>> START
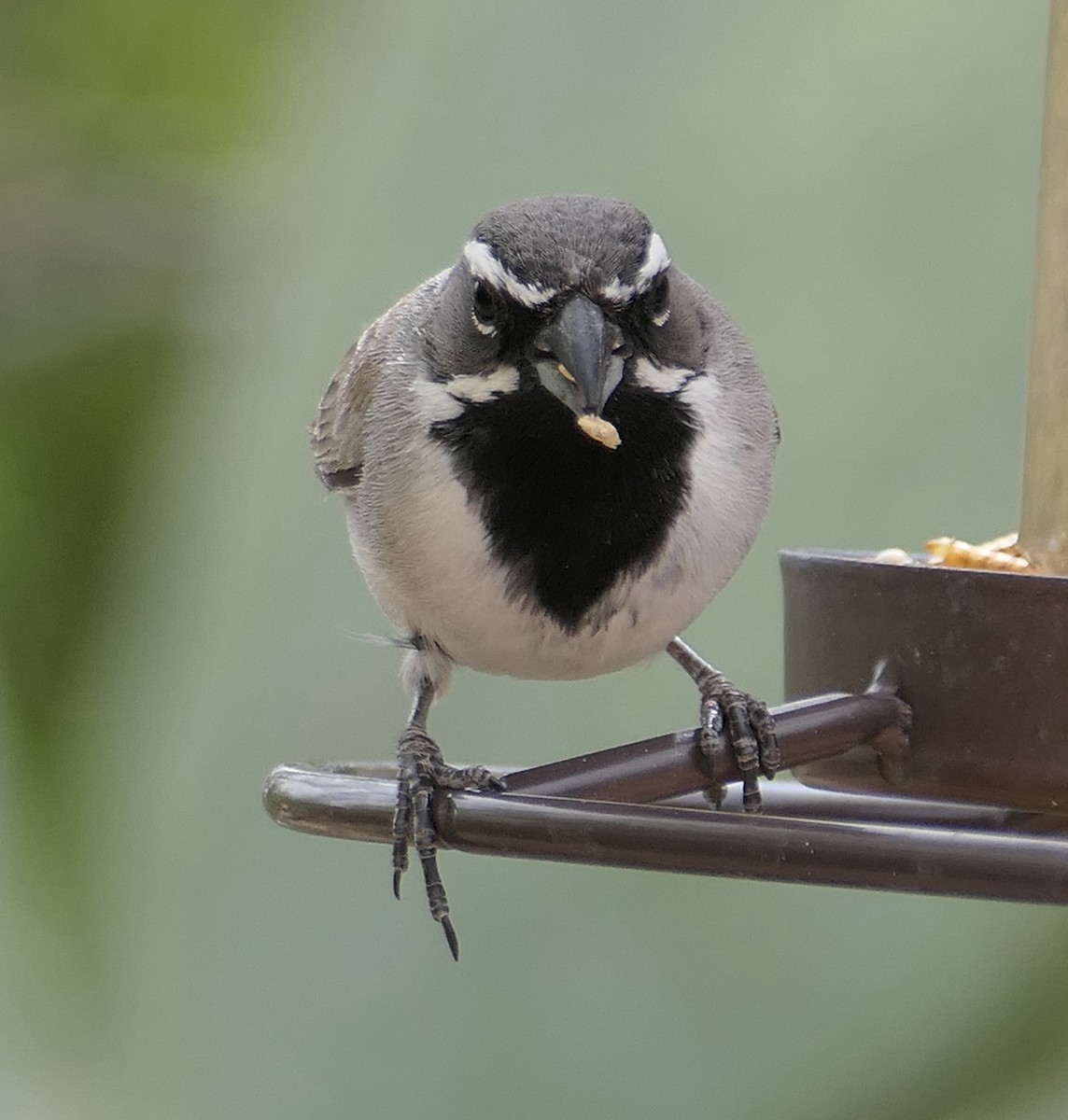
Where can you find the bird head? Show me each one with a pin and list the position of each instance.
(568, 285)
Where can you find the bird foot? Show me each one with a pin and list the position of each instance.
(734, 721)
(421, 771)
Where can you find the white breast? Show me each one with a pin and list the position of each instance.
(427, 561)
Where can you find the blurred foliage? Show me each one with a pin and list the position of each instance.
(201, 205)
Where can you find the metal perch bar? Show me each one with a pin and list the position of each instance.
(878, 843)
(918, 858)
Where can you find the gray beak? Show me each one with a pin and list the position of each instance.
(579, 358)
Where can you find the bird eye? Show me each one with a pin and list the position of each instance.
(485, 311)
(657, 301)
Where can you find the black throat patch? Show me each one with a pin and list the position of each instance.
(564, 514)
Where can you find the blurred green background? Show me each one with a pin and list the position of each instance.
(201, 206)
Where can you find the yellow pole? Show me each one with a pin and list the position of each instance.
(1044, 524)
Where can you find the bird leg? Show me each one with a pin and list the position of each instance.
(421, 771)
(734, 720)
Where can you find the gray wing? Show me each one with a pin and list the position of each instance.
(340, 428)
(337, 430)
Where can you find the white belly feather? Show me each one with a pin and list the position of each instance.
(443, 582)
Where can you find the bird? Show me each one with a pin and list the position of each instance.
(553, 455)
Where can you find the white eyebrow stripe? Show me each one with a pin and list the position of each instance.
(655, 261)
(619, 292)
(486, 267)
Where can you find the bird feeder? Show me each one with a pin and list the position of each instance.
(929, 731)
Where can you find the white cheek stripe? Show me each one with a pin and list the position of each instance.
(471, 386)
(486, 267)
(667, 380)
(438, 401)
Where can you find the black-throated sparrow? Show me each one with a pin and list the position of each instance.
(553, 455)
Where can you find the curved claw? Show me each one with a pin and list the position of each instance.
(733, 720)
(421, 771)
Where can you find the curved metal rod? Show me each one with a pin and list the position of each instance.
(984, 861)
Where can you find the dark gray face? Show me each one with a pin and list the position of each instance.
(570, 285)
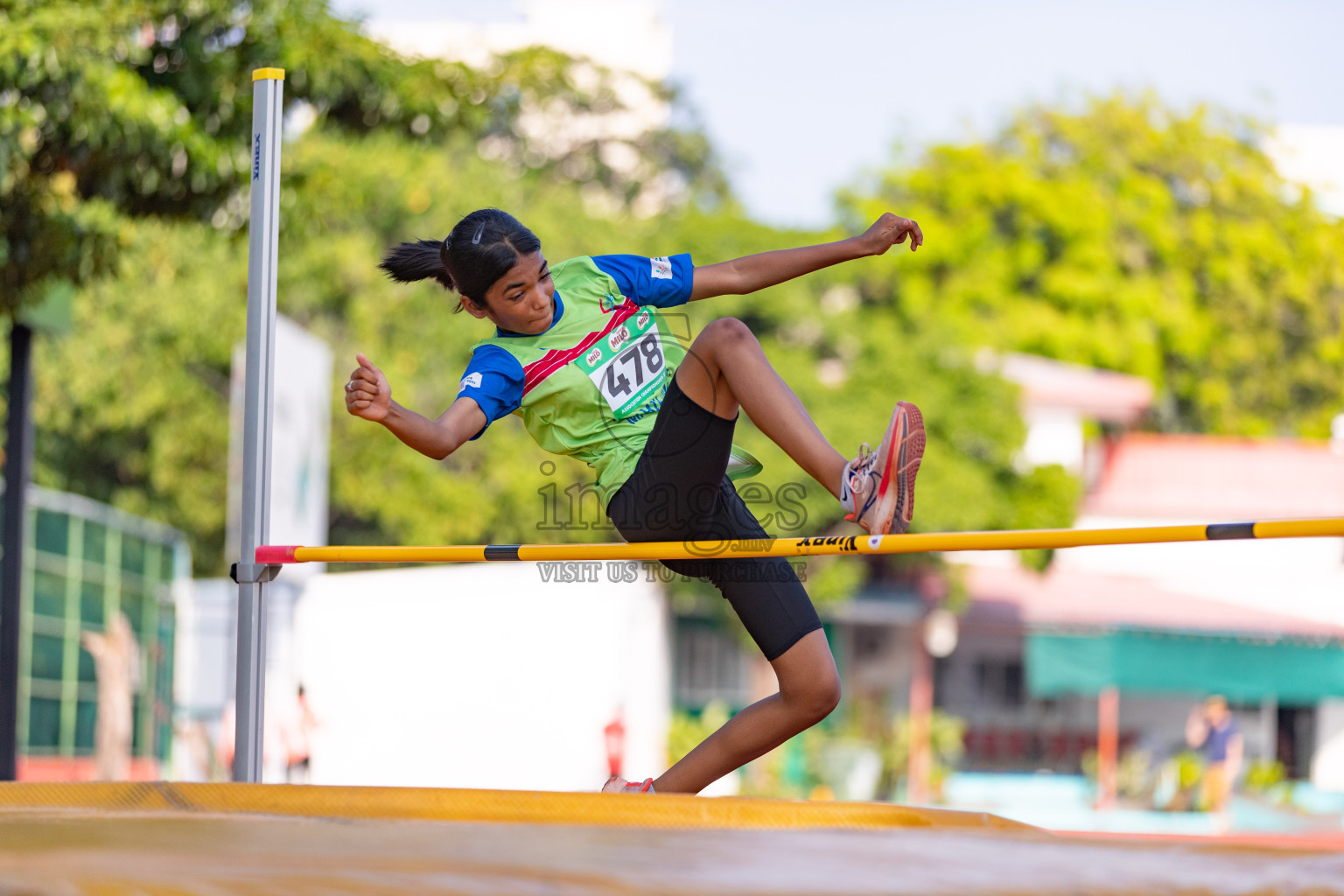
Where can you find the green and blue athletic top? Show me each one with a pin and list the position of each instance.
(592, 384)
>> END
>> START
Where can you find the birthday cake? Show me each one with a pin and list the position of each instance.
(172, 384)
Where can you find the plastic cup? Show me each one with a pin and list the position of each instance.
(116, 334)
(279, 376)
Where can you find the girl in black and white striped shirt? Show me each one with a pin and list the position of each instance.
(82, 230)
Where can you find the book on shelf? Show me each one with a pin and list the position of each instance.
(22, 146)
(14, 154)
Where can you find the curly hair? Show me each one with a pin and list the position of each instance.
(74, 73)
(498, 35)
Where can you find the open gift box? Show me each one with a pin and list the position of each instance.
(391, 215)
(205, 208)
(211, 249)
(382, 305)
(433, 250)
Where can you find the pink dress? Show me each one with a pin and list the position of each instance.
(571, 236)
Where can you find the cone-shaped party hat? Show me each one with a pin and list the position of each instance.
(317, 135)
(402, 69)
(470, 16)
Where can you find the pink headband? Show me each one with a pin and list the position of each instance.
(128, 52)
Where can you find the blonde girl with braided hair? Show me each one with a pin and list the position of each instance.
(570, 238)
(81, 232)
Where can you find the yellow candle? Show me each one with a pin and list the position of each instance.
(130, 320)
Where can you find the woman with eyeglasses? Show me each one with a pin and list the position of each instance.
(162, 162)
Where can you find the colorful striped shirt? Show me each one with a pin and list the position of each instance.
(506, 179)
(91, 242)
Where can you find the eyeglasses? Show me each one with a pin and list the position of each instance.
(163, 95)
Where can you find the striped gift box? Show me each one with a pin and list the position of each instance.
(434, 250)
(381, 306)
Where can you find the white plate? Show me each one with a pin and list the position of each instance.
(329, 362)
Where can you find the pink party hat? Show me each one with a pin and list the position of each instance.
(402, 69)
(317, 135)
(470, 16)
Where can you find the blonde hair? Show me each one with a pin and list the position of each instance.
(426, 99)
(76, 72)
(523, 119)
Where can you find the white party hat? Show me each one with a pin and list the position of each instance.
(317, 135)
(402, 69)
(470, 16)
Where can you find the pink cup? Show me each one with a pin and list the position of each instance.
>> END
>> START
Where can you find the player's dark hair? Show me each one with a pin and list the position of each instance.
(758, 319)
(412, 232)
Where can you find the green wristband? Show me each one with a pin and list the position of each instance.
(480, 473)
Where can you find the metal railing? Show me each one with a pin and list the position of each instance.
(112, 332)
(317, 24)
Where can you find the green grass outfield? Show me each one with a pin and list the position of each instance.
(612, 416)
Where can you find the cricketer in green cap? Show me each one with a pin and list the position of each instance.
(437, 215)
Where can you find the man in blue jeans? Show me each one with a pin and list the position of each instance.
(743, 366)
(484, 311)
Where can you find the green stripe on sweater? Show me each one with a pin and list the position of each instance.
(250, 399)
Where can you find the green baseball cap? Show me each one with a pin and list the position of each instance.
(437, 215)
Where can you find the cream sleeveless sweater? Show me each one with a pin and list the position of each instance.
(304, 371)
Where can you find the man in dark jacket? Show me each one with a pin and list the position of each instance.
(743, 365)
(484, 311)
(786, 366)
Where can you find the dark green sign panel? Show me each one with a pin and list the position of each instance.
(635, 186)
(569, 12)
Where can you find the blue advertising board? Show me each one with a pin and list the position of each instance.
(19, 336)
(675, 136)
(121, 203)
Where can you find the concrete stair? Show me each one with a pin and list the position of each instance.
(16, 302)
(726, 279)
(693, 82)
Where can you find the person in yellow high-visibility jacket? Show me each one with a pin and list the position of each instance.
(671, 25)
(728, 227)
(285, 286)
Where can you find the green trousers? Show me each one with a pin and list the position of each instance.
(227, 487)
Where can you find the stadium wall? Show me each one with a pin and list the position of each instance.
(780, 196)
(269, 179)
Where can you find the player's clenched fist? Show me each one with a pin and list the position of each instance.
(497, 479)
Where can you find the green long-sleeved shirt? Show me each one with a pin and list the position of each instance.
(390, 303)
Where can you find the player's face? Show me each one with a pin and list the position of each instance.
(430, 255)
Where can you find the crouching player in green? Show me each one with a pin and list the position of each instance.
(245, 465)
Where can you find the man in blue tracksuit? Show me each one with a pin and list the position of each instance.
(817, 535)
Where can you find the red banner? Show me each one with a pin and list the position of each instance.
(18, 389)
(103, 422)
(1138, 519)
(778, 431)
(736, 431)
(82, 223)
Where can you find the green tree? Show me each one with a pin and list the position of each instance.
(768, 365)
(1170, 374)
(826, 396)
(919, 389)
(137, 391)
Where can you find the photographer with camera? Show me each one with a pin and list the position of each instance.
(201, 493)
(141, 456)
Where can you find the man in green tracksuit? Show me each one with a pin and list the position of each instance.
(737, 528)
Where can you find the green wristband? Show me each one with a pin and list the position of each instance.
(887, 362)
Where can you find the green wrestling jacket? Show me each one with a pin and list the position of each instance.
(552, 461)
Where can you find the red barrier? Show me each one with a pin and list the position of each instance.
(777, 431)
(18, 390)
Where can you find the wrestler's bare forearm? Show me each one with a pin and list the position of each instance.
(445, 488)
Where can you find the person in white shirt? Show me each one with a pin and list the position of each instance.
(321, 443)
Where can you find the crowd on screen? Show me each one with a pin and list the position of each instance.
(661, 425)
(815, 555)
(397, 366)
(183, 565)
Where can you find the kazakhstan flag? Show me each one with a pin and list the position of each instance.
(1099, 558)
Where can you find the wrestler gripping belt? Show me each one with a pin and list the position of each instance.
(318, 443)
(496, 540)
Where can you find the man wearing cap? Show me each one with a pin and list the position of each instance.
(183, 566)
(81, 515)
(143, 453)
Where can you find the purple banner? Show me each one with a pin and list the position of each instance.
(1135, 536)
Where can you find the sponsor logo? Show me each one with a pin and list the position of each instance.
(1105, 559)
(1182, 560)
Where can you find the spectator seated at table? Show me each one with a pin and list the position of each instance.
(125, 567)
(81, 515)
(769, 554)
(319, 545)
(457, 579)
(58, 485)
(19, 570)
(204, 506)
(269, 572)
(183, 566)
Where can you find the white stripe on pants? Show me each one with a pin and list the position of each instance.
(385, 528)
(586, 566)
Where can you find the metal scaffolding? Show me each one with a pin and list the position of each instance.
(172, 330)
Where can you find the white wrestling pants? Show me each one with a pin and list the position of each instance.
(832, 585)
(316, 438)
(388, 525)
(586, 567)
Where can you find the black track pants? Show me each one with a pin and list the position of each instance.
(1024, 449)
>> END
## What is needed
Copy out again, word for word, the part of the records that opens with the line containing "Where can you find the blonde girl" and closes with the line containing "Where can you find the pink cup?", including both of those lines.

## Solution
Where can you find the blonde girl with braided hair? Show me each one with a pin and list the position of each instance.
(570, 238)
(81, 232)
Where can you find the yellow candle? Show me each one with a pin and list the position of each instance.
(130, 320)
Where can you find the woman with eyeglasses? Show me each one with a pin and list the position of each instance.
(162, 162)
Where can you find the colorful striped shirt? Show me each one with a pin and list the position of each instance.
(506, 179)
(91, 242)
Where can you find the eyeglasses? Show me each one with a pin and list the position of each instance.
(163, 95)
Where can you find the striped gift box? Show me each one with a pin and list the position of each instance.
(434, 250)
(381, 306)
Where can you find the white plate? Show me each one with a pin and list the position of each instance.
(329, 362)
Where can you find the pink party hat? Show me each one with a pin and list the position of each instance.
(402, 69)
(317, 135)
(470, 16)
Where can you find the blonde hair? Show me each one with a pin and list the position of each instance.
(426, 99)
(76, 72)
(523, 119)
Where can you find the white party hat? Show me each one with a pin and list the position of each instance.
(317, 135)
(402, 69)
(470, 16)
Where can you find the pink cup? Show me each one with a pin and list the position of each instance.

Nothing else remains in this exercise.